=== Section Start ===
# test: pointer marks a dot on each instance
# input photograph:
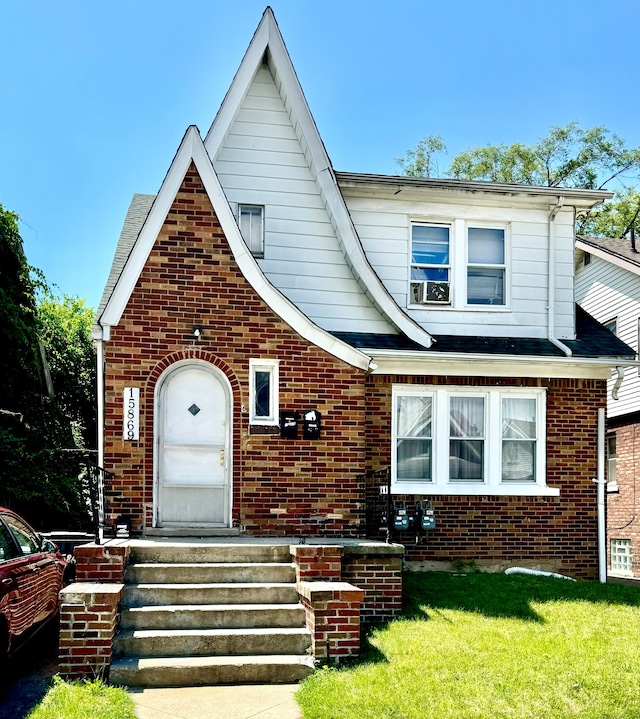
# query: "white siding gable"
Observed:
(261, 161)
(384, 224)
(608, 292)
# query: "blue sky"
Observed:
(96, 95)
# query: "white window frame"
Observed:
(611, 443)
(270, 366)
(255, 238)
(621, 561)
(458, 263)
(504, 266)
(493, 483)
(427, 266)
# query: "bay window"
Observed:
(463, 440)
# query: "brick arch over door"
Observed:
(195, 355)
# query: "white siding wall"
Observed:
(608, 292)
(261, 162)
(384, 229)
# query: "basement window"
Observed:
(621, 559)
(263, 392)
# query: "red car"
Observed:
(31, 574)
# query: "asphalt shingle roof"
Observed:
(619, 248)
(592, 340)
(136, 215)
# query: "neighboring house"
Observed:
(272, 330)
(608, 287)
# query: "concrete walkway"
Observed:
(252, 701)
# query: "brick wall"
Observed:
(379, 575)
(99, 563)
(374, 568)
(280, 486)
(332, 611)
(623, 506)
(88, 621)
(552, 533)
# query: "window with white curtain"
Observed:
(462, 440)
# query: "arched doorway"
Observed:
(193, 448)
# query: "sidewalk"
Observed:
(248, 701)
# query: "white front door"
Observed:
(193, 448)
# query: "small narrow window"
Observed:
(430, 264)
(251, 221)
(414, 422)
(621, 558)
(519, 430)
(612, 484)
(486, 268)
(263, 391)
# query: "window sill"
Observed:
(529, 490)
(264, 429)
(464, 308)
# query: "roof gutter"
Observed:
(551, 306)
(378, 355)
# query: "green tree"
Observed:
(64, 328)
(39, 462)
(565, 157)
(421, 160)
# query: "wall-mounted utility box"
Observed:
(289, 424)
(311, 424)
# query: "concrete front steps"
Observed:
(202, 614)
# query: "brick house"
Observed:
(272, 330)
(608, 287)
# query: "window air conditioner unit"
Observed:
(434, 292)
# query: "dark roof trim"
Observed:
(620, 248)
(445, 183)
(592, 341)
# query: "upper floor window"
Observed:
(251, 221)
(430, 264)
(458, 264)
(461, 440)
(486, 266)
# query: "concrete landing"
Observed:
(257, 701)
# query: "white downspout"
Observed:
(100, 391)
(551, 317)
(616, 387)
(600, 481)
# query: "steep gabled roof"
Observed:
(268, 46)
(133, 222)
(619, 252)
(192, 150)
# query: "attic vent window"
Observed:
(251, 221)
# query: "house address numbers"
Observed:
(131, 420)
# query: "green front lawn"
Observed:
(84, 700)
(494, 646)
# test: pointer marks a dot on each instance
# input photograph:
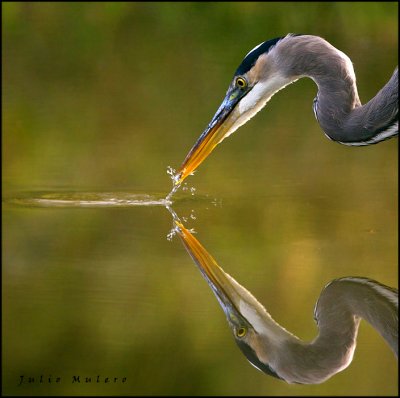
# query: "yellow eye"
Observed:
(241, 332)
(241, 82)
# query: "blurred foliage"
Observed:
(104, 96)
(92, 92)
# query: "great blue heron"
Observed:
(274, 64)
(277, 352)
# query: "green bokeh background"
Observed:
(103, 97)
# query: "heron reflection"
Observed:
(272, 349)
(274, 64)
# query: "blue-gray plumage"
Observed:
(276, 63)
(272, 349)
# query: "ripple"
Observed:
(88, 199)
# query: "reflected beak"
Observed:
(220, 282)
(219, 128)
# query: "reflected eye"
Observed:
(241, 332)
(241, 82)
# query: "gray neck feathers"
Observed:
(337, 106)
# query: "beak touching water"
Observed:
(220, 127)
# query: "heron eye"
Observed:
(241, 82)
(241, 332)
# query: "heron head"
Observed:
(256, 79)
(252, 327)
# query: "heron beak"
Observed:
(223, 285)
(216, 131)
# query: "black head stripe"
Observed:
(253, 55)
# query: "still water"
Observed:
(99, 298)
(93, 288)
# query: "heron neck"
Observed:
(338, 312)
(337, 106)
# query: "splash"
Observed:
(176, 185)
(175, 228)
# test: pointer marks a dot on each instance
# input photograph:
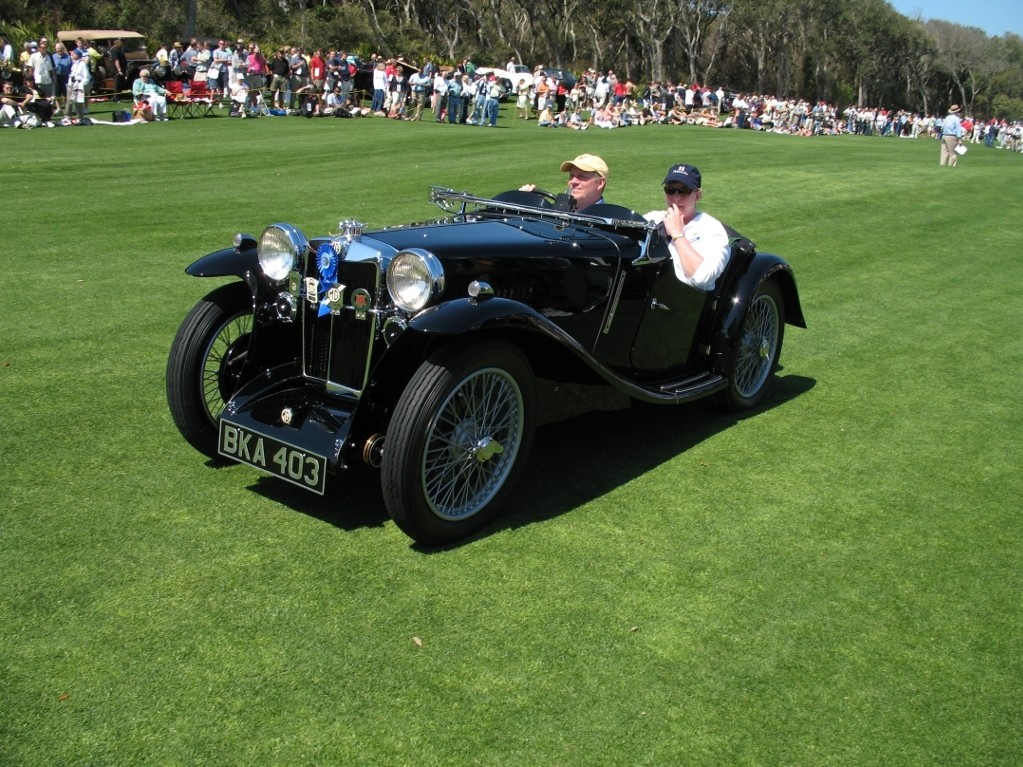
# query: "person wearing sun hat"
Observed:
(587, 180)
(698, 242)
(951, 136)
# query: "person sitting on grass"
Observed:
(147, 92)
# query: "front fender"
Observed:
(231, 262)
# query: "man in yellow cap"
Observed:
(587, 179)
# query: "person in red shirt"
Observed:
(317, 71)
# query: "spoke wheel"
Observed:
(458, 439)
(758, 348)
(206, 363)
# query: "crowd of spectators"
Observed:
(331, 83)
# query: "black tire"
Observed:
(754, 357)
(458, 439)
(205, 366)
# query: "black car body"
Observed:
(415, 349)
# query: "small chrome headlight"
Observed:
(414, 278)
(280, 247)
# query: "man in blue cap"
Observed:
(698, 241)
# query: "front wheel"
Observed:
(206, 363)
(754, 357)
(458, 439)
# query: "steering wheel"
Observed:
(536, 197)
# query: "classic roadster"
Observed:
(417, 349)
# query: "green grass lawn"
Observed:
(833, 580)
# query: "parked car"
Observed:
(509, 80)
(416, 349)
(564, 75)
(135, 52)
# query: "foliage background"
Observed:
(843, 51)
(834, 580)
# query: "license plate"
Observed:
(273, 456)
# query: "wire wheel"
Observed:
(457, 440)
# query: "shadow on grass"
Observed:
(352, 500)
(582, 458)
(574, 460)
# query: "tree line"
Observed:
(842, 51)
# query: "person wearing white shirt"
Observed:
(698, 242)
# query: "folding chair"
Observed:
(176, 99)
(199, 98)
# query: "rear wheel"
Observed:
(754, 357)
(458, 439)
(206, 362)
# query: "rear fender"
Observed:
(763, 267)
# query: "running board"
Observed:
(695, 386)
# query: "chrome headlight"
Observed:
(280, 247)
(414, 278)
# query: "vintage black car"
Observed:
(417, 349)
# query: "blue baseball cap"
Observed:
(686, 175)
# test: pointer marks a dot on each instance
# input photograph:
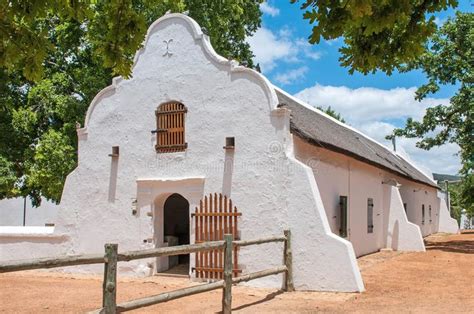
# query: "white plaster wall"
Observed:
(337, 175)
(415, 195)
(271, 189)
(446, 223)
(402, 235)
(11, 212)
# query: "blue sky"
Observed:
(373, 103)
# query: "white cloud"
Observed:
(375, 112)
(268, 48)
(271, 48)
(266, 8)
(367, 104)
(439, 21)
(292, 75)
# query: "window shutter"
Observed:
(343, 216)
(170, 129)
(370, 215)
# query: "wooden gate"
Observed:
(215, 217)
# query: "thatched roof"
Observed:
(321, 130)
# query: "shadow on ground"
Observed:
(466, 247)
(268, 297)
=== Section End ===
ACTION ITEM >> Return, from the data above, each line in which the string "person" appears.

RESULT FOR THIS TASK >>
# query: "person wearing sun hat"
# query: "person sitting on grass"
# query: "person in red shirt"
# query: "person wearing white shirt"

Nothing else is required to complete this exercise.